### ACTIVITY
The span to copy runs from the line containing "Target: coastline" to the last line below. Copy it exactly, with nothing else.
━━ INFORMATION GIVEN
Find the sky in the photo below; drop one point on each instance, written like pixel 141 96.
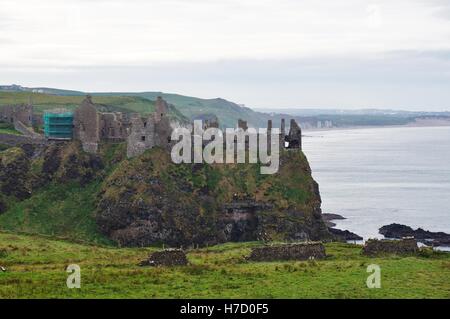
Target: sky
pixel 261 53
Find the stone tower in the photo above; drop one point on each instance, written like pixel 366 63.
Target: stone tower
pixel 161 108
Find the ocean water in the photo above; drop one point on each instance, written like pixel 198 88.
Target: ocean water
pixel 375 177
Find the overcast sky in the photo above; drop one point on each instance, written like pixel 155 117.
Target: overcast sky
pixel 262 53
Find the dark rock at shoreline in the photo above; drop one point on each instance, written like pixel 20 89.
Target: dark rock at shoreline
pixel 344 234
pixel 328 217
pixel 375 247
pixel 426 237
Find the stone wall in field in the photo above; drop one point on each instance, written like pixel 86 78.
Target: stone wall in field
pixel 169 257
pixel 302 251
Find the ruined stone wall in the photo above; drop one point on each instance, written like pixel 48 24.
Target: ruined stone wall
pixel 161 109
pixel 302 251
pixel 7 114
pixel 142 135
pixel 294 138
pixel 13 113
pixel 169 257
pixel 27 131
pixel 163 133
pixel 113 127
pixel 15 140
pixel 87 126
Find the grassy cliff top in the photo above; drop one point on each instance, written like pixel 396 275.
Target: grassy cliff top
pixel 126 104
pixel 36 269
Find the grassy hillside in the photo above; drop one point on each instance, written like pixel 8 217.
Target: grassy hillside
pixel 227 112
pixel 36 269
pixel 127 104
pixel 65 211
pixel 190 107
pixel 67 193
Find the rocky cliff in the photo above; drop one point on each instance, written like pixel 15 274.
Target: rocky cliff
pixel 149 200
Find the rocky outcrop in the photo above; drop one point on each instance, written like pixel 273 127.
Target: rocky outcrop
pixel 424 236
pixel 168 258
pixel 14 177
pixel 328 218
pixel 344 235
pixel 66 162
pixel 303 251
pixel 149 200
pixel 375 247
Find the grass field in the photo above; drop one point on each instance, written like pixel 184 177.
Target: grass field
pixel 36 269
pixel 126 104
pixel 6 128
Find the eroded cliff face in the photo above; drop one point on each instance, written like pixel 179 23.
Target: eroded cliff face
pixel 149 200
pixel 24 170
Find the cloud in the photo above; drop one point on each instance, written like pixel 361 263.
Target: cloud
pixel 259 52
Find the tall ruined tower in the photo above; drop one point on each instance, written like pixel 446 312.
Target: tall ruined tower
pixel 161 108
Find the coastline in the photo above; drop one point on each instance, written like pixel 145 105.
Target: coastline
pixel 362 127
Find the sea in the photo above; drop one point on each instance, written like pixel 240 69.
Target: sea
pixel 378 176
━━━━
### WRITTEN SOLUTION
Target: coastline
pixel 362 127
Find the sea in the photo above; drop one point on each instance, written like pixel 240 69.
Target: sea
pixel 378 176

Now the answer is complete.